● Exercise set
a. Answer these questions using the Gundam Unicorn review below, putting each answer on its own line with the matching mark:
(i) Which Blu-ray was the top selling Blu-ray disc in Japan last year?
(ii) Who composed the soundtrack?
(iii) What have two opposing sides been forced to do in one of the main plot points?
b. Write out the part of the Gundam Unicorn review below between "As I've stated" and "the only one.", inclusive.

● Extracted text
** Begin **

I believe my exact words when discussing the possibility of reviewing Gundam Unicorn Episode 6: Two Words, Two Tomorrows were, "I will crawl over Richard's corpse to review this."
As I've stated before, I am a huge Gundam fan. While I was initially against the idea of expanding on the Universal Century timeline any further, after watching the first few episodes of Gundam Unicorn my opinion was turned around 180 degrees. It is truly a series made by a Gundam fan, for Gundam fans. Now it's at the point where I just can't get enough. The Blu-ray for Episode 5 was the top selling Blu-ray disc in Japan last year, so apparently I'm not the only one.
That being said, since I earned the privilege to review Gundam Unicorn Episode 6 (by threatening a fellow writer), I've done my best to place my personal feelings aside and view the movie as a movie and discern what works about it and what its faults are. While Two Words, Two Tomorrows is overall a well-made solid piece, it is not without its imperfections.
[*Note: This review contains spoilers.]
Let's get this part out of the way first: The technical quality of Gundam Unicorn has been superb throughout the series. It looks beautiful, the animation quality is top notch, the voice acting is captivating (at least the Japanese is), and let's not forget the unforgettable soundtrack by composer Hiroyuki Sawano (Do yourself a favor and do a YouTube search for "gundam unicorn soundtrack mobile suit"). An amazing amount of work and care has gone into making the series look and sound absolutely spectacular and in terms of sheer aesthetics, Episode 6 is no different.
One of the main plot points of Two Worlds, Two Tomorrows is that two opposing sides have been forced to cooperate for a mutual goal. The result is a tumultuous cocktail of emotions. All of the characters are fleshed out and you end up being able to relate to almost all of them. Even the ones you can't relate to, you are at the very least able to understand where they are coming from.
Almost every character gets their moment to shine in the spotlight, which results in a high level of emotional investment on the side of the viewer.

** End **

● Data provided
** Begin **

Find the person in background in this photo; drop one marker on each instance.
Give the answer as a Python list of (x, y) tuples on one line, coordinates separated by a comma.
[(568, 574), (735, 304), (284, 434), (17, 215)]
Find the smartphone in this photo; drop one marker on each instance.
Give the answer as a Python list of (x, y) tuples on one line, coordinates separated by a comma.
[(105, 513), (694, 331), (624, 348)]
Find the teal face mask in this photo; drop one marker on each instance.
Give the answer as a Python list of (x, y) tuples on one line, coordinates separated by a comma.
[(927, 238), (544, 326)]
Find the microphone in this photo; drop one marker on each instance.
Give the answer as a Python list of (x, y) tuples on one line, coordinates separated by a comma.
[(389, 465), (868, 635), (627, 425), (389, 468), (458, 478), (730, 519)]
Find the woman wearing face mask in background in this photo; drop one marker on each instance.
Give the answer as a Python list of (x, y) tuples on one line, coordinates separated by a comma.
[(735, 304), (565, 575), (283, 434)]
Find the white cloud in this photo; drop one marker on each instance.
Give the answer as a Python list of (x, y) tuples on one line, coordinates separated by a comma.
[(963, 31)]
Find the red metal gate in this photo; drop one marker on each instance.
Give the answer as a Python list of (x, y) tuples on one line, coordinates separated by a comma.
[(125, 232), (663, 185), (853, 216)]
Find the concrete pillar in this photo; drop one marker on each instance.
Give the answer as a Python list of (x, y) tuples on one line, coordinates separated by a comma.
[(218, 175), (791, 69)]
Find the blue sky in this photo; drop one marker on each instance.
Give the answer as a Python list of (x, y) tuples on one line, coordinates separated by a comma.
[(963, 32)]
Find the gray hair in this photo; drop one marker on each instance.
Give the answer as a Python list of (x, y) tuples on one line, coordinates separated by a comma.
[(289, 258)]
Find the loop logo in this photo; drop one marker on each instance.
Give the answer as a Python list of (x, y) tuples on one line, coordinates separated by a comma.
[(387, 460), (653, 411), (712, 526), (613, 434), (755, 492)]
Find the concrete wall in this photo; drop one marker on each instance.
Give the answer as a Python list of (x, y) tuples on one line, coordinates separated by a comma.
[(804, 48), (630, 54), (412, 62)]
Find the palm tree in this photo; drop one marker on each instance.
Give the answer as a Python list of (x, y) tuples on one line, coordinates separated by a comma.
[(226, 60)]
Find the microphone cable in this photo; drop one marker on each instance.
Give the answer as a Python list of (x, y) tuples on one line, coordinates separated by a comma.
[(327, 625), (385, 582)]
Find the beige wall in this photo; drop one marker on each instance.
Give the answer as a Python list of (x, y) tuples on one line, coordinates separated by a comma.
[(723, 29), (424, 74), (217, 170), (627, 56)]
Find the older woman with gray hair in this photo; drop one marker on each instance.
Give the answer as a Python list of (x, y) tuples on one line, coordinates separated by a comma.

** End **

● Results of the exercise
a.
(i) The Blu-ray for Episode 5
(ii) Hiroyuki Sawano
(iii) Cooperate for a mutual goal

b.
As I've stated before, I am a huge Gundam fan. While I was initially against the idea of expanding on the Universal Century timeline any further, after watching the first few episodes of Gundam Unicorn my opinion was turned around 180 degrees. It is truly a series made by a Gundam fan, for Gundam fans. Now it's at the point where I just can't get enough. The Blu-ray for Episode 5 was the top selling Blu-ray disc in Japan last year, so apparently I'm not the only one.